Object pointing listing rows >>
***
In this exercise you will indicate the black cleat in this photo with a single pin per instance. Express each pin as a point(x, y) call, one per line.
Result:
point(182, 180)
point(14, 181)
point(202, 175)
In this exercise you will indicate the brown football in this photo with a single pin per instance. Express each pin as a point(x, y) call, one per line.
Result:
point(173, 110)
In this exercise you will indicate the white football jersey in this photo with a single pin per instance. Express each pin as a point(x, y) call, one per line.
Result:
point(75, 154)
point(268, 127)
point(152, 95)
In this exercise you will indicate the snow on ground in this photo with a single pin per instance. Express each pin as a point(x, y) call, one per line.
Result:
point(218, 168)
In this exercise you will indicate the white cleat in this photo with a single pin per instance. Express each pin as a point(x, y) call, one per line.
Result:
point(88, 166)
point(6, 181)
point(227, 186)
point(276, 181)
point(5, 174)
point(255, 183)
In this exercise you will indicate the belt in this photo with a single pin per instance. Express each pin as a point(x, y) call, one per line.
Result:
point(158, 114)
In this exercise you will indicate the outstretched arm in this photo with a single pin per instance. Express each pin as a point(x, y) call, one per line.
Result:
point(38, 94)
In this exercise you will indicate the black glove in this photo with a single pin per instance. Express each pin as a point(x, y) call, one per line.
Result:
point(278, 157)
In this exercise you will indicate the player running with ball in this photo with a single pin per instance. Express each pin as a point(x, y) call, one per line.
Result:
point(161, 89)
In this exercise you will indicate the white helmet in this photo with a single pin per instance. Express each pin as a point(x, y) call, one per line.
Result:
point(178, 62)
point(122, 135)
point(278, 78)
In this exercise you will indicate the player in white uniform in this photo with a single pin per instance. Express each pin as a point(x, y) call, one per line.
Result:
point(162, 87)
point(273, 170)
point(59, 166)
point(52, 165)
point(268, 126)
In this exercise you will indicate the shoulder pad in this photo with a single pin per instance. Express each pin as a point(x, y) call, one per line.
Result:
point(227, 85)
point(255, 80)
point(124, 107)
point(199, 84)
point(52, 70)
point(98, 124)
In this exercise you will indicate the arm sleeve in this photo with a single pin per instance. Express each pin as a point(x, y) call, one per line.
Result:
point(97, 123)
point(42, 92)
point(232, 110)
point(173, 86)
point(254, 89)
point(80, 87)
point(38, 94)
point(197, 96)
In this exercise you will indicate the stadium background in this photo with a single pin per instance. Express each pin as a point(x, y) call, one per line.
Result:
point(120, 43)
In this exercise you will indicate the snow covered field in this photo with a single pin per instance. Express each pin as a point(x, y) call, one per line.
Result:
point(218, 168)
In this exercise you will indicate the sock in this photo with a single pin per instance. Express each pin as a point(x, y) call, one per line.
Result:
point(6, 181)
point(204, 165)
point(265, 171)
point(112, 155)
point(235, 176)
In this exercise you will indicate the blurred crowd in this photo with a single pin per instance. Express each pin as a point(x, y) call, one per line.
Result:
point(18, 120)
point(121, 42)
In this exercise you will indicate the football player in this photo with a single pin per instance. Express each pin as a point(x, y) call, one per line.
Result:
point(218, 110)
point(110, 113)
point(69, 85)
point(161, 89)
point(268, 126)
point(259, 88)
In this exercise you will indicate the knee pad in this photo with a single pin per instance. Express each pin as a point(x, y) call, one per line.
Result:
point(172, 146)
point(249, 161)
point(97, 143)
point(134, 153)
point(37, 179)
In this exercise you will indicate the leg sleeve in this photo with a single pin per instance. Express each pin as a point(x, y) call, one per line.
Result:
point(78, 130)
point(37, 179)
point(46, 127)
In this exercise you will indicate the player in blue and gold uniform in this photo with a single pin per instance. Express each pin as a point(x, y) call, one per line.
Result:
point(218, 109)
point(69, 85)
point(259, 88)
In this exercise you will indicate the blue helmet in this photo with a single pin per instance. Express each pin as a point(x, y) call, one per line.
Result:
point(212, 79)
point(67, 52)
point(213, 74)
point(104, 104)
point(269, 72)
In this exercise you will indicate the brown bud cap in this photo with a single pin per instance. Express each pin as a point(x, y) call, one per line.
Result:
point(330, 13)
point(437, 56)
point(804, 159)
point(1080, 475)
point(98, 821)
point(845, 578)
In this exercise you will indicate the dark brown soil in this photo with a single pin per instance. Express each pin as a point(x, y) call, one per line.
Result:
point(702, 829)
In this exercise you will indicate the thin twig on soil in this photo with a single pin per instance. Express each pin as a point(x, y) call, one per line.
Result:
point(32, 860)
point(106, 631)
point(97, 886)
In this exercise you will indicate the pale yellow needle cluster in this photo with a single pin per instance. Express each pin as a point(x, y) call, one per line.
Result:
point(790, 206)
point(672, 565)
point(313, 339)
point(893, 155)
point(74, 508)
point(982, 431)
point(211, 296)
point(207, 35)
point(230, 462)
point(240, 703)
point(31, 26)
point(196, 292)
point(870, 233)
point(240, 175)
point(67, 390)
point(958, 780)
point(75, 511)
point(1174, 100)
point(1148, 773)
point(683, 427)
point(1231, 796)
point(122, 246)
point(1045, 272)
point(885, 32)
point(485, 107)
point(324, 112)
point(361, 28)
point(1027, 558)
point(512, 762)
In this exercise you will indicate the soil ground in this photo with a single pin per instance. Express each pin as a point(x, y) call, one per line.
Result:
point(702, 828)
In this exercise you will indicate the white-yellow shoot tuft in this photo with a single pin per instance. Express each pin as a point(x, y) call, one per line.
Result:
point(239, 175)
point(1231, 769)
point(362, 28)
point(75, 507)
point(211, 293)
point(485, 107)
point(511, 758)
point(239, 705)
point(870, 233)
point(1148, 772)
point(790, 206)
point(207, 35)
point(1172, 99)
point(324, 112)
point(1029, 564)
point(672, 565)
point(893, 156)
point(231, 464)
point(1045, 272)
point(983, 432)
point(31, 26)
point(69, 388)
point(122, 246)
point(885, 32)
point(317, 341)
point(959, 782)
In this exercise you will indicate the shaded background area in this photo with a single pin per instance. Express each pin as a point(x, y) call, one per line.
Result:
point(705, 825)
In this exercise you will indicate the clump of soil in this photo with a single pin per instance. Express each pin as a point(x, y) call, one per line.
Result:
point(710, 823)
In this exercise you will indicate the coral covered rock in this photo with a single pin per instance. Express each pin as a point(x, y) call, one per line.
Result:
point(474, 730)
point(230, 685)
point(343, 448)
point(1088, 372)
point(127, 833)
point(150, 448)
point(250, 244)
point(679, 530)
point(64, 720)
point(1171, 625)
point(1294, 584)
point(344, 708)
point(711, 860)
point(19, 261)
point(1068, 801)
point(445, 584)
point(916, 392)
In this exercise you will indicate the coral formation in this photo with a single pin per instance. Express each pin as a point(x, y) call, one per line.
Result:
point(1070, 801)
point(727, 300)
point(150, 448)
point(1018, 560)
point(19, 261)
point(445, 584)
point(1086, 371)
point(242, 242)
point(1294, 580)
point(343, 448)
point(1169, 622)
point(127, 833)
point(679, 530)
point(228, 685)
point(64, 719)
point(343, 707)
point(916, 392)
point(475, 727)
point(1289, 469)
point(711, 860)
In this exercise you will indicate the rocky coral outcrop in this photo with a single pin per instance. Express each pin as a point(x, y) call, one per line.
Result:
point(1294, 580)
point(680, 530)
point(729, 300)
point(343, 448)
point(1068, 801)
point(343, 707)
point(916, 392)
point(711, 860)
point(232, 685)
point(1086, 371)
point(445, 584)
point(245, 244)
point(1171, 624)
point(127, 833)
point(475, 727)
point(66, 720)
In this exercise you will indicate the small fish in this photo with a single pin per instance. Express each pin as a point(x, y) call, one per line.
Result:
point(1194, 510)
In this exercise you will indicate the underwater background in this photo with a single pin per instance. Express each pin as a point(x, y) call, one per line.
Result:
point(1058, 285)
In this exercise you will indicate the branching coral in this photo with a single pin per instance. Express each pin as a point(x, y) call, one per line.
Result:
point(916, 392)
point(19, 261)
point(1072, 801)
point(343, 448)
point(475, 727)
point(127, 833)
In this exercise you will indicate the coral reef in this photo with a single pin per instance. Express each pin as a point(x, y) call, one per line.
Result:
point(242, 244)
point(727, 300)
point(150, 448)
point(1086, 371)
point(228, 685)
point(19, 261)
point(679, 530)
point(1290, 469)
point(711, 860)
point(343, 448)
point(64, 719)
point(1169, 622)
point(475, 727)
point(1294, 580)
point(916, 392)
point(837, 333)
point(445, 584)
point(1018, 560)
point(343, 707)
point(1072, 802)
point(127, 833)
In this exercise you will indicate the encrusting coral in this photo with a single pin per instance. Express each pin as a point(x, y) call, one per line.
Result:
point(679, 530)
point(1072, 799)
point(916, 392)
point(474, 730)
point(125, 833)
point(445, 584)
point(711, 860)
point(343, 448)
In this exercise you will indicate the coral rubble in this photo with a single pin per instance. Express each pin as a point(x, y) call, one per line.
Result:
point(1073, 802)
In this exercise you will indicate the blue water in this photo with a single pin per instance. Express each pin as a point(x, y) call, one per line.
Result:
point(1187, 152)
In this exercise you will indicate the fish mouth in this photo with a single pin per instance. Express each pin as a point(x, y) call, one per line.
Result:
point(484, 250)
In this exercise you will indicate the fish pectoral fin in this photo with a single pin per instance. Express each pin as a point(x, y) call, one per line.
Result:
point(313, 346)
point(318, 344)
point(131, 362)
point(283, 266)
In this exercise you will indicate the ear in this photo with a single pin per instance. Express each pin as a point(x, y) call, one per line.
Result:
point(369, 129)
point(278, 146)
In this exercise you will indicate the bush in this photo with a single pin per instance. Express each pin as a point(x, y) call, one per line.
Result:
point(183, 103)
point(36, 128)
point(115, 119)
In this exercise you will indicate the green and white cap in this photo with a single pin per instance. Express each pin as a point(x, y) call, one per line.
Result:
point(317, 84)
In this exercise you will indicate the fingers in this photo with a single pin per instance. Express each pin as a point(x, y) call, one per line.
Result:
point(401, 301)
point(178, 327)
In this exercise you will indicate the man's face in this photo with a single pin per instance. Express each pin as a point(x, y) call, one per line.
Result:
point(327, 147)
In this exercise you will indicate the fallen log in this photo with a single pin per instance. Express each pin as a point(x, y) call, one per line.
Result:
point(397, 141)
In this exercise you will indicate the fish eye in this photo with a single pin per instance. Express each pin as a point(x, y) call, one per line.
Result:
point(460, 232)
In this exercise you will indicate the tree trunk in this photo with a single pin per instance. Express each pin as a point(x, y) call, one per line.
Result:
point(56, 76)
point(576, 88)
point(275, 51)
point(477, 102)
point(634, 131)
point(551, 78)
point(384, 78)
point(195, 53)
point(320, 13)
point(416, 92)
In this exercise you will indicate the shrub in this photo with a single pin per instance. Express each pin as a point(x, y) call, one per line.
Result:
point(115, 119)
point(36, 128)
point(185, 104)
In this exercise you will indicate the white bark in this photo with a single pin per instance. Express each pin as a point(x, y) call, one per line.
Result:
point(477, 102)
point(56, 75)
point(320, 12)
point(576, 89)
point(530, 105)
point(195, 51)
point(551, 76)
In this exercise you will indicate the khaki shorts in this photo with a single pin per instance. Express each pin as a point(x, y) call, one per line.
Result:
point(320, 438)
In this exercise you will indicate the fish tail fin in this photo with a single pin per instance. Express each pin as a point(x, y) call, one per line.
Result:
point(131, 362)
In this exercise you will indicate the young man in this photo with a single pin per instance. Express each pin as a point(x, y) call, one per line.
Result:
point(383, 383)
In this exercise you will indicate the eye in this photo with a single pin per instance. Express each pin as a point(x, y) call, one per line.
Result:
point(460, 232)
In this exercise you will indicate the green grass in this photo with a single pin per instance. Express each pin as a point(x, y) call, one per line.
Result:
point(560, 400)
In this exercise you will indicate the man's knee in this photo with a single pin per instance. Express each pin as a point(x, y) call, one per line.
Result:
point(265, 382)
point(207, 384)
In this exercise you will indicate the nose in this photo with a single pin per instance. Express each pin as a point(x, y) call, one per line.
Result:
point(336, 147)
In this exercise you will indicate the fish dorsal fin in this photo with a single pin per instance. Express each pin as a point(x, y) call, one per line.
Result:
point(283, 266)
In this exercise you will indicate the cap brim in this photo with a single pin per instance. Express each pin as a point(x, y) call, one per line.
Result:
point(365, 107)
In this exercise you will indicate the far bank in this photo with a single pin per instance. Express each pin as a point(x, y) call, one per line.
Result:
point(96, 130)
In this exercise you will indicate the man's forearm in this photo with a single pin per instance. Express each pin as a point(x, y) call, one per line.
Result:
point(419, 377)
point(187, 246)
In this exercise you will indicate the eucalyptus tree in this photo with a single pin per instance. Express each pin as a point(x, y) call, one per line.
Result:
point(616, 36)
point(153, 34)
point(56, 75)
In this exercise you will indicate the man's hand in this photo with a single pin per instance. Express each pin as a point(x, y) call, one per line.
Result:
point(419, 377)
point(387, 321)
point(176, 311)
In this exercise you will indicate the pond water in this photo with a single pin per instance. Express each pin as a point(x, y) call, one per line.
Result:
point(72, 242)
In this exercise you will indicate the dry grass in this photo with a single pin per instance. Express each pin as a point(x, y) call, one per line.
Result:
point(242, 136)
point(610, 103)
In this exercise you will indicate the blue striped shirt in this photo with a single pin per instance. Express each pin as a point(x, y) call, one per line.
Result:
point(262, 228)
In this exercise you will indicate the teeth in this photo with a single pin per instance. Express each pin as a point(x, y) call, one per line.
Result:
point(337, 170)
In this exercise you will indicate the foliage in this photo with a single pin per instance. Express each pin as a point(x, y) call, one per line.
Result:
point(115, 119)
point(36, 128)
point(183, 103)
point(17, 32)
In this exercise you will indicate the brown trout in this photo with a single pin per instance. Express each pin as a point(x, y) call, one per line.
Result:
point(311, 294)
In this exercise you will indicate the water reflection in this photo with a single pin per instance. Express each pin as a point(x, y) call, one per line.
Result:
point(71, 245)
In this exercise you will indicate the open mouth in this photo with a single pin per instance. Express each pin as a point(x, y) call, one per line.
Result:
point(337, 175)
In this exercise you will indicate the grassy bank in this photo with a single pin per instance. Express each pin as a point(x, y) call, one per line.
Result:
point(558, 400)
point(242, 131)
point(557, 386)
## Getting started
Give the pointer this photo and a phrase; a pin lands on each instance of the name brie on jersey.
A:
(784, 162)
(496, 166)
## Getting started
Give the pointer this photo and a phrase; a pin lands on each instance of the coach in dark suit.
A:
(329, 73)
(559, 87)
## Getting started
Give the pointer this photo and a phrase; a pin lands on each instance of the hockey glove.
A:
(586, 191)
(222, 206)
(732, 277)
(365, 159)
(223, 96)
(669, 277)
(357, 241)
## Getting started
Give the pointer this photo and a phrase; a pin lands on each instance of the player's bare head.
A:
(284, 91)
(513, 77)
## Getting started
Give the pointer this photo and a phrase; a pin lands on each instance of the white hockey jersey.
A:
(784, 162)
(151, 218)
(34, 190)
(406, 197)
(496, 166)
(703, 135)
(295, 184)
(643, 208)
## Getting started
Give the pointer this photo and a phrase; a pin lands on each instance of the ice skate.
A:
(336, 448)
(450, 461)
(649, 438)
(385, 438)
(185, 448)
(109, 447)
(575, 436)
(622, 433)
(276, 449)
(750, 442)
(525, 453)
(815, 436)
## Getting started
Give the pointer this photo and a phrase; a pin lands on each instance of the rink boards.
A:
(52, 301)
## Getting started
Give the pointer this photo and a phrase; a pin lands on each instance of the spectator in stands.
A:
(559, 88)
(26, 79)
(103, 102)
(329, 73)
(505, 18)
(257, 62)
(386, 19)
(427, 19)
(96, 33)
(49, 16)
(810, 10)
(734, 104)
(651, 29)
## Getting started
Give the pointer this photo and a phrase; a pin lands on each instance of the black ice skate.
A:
***
Stated task >> Rewrite the listing lines starting at the line containing "In this exercise you will indicate the eucalyptus" and ending at the line containing "point(176, 311)", swapping "single pin" for "single marker" and leaving everything else unchanged. Give back only those lines.

Solved problem >>
In this exercise you will indicate the eucalyptus tree in this photo with a single marker per instance. Express each pin as a point(x, y) call, one per line.
Result:
point(616, 36)
point(153, 34)
point(56, 75)
In this exercise you will indicate the man's hand in this photo with a single marker per instance. Express each pin as a point(x, y) call, one per line.
Result:
point(419, 377)
point(387, 321)
point(176, 311)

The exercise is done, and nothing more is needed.